→ Required work
Nothing but the line holding "Target: ear" and the lines after it, through the end of the records, should be set down, each exactly as it is.
*****
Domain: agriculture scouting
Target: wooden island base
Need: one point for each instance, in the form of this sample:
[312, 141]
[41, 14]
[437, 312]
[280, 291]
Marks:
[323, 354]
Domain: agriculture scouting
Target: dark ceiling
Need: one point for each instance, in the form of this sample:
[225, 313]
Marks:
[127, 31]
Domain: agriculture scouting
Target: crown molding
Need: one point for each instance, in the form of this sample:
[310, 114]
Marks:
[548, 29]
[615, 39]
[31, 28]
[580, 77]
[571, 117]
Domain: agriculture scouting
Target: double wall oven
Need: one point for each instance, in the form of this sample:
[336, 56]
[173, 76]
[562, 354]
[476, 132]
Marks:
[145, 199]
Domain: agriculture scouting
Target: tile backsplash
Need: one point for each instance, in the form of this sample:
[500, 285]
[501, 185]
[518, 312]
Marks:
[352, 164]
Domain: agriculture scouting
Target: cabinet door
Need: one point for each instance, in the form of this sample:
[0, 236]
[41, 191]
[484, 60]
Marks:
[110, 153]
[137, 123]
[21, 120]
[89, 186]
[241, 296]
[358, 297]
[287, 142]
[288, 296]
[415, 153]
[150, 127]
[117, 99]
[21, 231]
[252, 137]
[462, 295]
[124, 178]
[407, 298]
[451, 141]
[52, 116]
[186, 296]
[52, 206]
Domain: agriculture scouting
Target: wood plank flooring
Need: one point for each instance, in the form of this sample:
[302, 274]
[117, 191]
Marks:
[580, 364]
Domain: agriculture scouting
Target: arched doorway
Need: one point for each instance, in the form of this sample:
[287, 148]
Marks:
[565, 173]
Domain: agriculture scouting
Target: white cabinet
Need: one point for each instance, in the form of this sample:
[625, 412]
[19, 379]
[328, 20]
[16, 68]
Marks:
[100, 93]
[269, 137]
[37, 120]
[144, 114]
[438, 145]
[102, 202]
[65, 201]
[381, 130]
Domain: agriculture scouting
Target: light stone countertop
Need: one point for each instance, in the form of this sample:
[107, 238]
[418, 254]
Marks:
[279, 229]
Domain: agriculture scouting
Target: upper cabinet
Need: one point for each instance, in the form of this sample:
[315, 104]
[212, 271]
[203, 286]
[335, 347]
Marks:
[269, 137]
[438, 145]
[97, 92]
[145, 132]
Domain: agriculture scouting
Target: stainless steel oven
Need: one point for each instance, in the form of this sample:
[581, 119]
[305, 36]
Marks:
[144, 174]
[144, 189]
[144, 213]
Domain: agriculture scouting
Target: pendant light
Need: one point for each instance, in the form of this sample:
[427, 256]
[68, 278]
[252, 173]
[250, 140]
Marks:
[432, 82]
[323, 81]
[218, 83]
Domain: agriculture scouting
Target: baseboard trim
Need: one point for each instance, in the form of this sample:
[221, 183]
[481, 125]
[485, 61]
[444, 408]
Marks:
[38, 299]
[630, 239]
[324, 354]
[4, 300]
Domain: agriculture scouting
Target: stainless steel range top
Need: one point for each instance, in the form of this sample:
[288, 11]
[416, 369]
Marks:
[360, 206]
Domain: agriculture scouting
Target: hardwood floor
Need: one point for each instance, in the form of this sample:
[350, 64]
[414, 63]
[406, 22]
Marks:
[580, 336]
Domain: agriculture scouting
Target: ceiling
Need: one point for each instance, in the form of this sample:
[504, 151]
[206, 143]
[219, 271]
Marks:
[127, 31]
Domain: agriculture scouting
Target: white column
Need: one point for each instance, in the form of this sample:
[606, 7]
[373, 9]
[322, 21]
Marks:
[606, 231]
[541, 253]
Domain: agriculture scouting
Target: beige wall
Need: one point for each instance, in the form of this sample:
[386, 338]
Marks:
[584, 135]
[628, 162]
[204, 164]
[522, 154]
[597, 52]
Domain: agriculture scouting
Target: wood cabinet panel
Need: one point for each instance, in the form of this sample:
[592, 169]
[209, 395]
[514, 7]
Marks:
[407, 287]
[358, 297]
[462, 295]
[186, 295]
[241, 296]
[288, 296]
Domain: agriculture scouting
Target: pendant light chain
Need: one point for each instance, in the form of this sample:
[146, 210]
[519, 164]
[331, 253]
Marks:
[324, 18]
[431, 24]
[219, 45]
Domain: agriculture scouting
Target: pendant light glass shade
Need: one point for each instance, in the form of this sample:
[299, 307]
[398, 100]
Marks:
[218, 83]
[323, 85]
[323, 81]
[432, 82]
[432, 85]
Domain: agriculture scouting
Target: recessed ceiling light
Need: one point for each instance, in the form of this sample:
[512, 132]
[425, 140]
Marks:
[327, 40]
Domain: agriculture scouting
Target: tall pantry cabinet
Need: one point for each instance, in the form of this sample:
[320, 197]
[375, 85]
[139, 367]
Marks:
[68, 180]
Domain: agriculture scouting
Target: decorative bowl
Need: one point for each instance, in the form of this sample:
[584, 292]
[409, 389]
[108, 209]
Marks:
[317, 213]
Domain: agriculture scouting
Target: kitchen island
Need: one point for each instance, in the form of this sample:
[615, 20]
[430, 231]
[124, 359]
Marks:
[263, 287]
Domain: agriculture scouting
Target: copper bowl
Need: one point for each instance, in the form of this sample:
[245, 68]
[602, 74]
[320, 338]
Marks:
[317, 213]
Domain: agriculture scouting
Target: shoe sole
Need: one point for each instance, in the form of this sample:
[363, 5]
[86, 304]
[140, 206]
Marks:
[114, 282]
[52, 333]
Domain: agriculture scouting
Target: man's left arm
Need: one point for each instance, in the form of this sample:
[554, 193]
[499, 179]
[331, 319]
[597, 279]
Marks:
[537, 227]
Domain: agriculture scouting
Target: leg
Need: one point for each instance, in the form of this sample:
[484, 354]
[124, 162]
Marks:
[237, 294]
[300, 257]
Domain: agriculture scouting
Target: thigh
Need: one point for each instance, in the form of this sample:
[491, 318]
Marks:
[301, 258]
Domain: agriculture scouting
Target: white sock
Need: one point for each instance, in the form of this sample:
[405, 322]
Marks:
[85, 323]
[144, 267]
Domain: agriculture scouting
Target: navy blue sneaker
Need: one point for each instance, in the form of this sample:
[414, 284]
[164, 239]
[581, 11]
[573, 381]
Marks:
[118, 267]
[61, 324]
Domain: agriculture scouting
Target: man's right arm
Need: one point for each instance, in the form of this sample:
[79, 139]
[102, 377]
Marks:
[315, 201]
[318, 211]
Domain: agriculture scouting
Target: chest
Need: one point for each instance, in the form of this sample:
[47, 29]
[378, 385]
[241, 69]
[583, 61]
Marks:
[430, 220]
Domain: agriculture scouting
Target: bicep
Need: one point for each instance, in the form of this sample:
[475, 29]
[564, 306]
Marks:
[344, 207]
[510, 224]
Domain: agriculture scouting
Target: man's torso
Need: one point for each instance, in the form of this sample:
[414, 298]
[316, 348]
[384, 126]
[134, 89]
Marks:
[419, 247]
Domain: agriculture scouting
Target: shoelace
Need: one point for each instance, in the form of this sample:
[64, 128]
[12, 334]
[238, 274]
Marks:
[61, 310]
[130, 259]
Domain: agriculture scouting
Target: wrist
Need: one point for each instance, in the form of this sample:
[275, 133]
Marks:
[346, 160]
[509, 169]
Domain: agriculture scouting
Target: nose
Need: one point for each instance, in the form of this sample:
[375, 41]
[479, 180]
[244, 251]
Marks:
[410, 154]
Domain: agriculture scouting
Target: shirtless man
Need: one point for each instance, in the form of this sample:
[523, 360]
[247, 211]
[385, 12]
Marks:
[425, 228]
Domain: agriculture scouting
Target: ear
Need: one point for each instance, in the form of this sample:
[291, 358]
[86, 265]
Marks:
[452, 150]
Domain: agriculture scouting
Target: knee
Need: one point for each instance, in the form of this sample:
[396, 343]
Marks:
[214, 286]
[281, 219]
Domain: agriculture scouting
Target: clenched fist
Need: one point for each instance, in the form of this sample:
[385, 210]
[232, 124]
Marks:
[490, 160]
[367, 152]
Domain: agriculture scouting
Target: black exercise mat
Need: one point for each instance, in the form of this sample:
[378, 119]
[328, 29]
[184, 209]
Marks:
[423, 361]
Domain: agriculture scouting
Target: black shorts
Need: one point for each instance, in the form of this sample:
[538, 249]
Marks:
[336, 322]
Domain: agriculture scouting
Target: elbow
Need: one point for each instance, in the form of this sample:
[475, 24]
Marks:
*****
→ Answer space
Target: ear
Need: one point for each instance, in the form of this sample:
[291, 358]
[86, 265]
Marks:
[452, 150]
Domain: agriculture scouting
Target: knee
Need: one point for each instance, in the form of this sample:
[396, 343]
Marks:
[214, 286]
[281, 219]
Domain: agriculture scouting
Target: clenched fist
Need: one point for each instance, in the form of this sample:
[385, 210]
[232, 124]
Marks:
[490, 160]
[367, 152]
Domain: agriculture scouting
Target: black exercise mat
Need: one point for each instance, in the form of this sample:
[378, 119]
[328, 29]
[184, 209]
Marks:
[423, 361]
Domain: agriculture scouting
Target: black shorts
Need: one point for each instance, in the form of this sample:
[538, 249]
Marks:
[336, 322]
Domain: agriculture scouting
Target: elbow
Need: one point for each instance, in the form of this sample:
[475, 24]
Marks:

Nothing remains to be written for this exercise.